**DOCUMENT EXTRACT:**
ITIL 4 Practitioner: Change Enablement – change with customer value in mind
- Blog
- ITIL
December 1, 2023 |
8 min read
- Blog
- ITIL
Thanks to changes in technology, e.g. widespread use of cloud computing, increasingly agile ways of working, and the changing nature of customer demand for digital services, the rate of IT change has moved to seconds, hours, and days rather than weeks, months and years.
And what organizations need today requires the type of support that matches that different rate of change.
Therefore, the ITIL 4 practice of Change Enablement is – as opposed to Change Management – focused more on enabling and supporting than preventing things from happening.
Historically, change management – which included the Change Advisory Board (CAB) that was often sadly and wrongly morphed into a Change Approval Board – has been perceived as a brake on change. Change enablement, while still involving control and having an eye on risks to maintain a stable environment for high-quality services, is about enabling changes in a controlled fashion; creating guardrails to allow change at the speed of business demand.
But what is the importance of risk assessment, change authorization and managing the change schedule in an Agile/DevOps world?
Managing change = caring about customer value
In large organizations there are many dependencies between teams and technologies. Products rely on platforms and those, in turn, often on external service providers while the customer is interested in a well-working end-to-end service with limited interest in the details of technical complexity and limited patience for service degradation.
There are many technology changes where a single team can complete the analysis, schedule the work and deliver the results with limited impact on other teams and services. In these cases, many highly-formalized steps to manage change can be skipped, performed in a lightweight manner, or fully automated. A one-off change with unknown risk and a limited blast radius carried out in a controlled environment can also be approved in these situations. Learning the limits and risks of the system is important.
But, in most scenarios, the impact of change is likely to be felt by customers. And it should be felt by customers – why else would the change be made? So, it’s necessary that changes and their potential risks are understood, planned for and supported. The aim is for change to be an improvement, not a problem. Equally, this applies to platforms and products, where change affecting other teams needs to be coordinated.
In an agile product development environment – where this discussion is about agreed business-focused change roadmaps and priorities – many changes can be automated, with controls in place so nothing is deployed or released before the “stars have aligned”. For example, does the platform functionality exist for a new product feature or is additional funding needed to make it happen? Are the products ready for the change in the platform API or are changes to the codebase required?
When done well, automation offers the ability to track quality and spot problems before they happen. And if an organization cares about customer value, experience, predictability, properly managing dependencies, and not creating additional pain, then change enablement is there to help. All service providers have change enablement in place – the question is whether this is done well.

**MATERIAL PROVIDED:**

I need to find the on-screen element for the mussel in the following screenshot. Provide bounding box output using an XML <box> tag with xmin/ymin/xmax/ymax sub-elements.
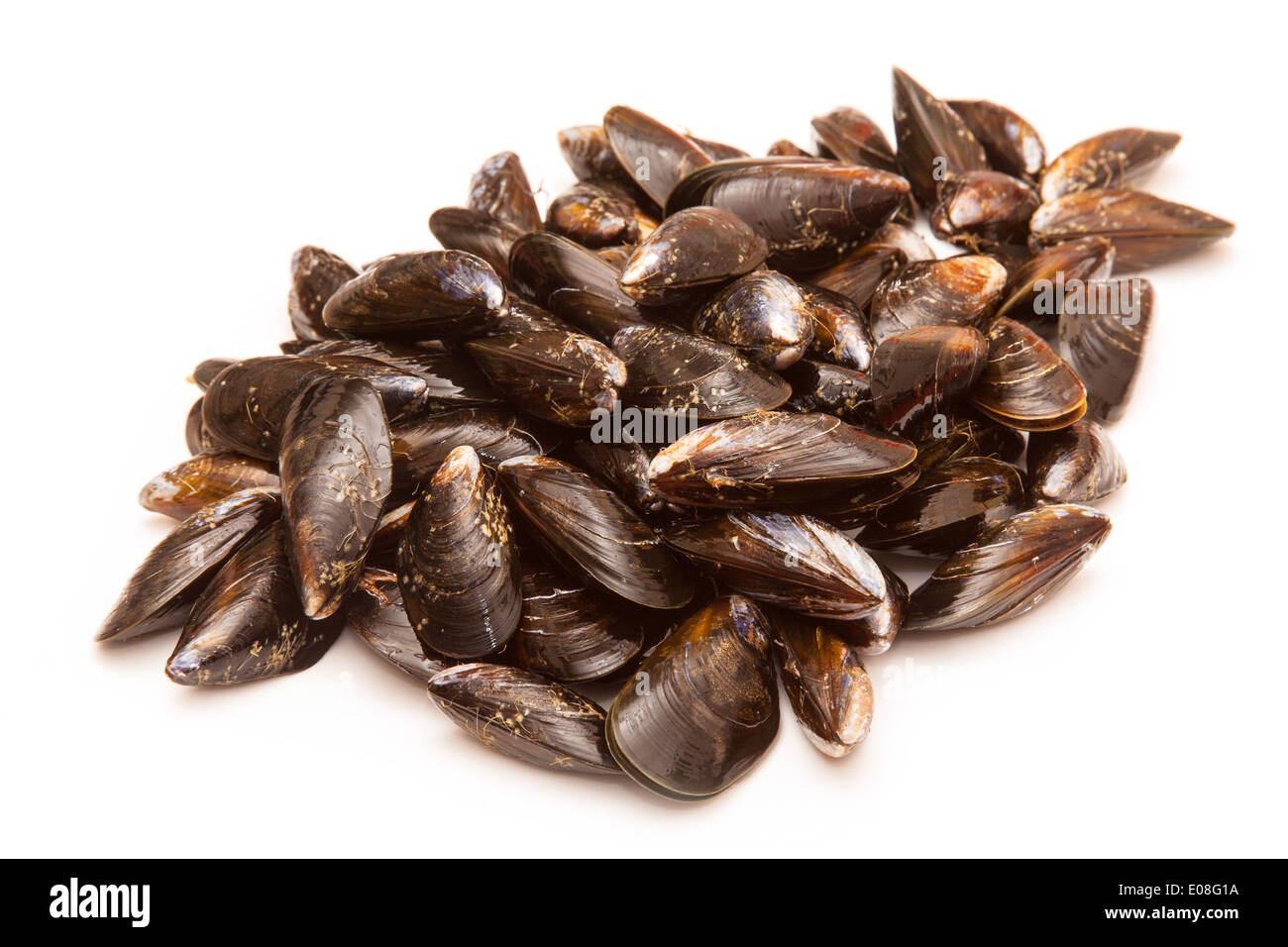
<box><xmin>429</xmin><ymin>664</ymin><xmax>618</xmax><ymax>775</ymax></box>
<box><xmin>605</xmin><ymin>595</ymin><xmax>778</xmax><ymax>801</ymax></box>
<box><xmin>398</xmin><ymin>446</ymin><xmax>523</xmax><ymax>659</ymax></box>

**SET TASKS:**
(a) In the Change Enablement blog post, what was the Change Advisory Board often wrongly turned into?
(b) From the Change Enablement blog post, extract the passage starting at "But, in most" and ending at "to be coordinated.".

**EXPECTED ANSWERS:**
(a) A Change Approval Board.

(b)
But, in most scenarios, the impact of change is likely to be felt by customers. And it should be felt by customers – why else would the change be made? So, it’s necessary that changes and their potential risks are understood, planned for and supported. The aim is for change to be an improvement, not a problem. Equally, this applies to platforms and products, where change affecting other teams needs to be coordinated.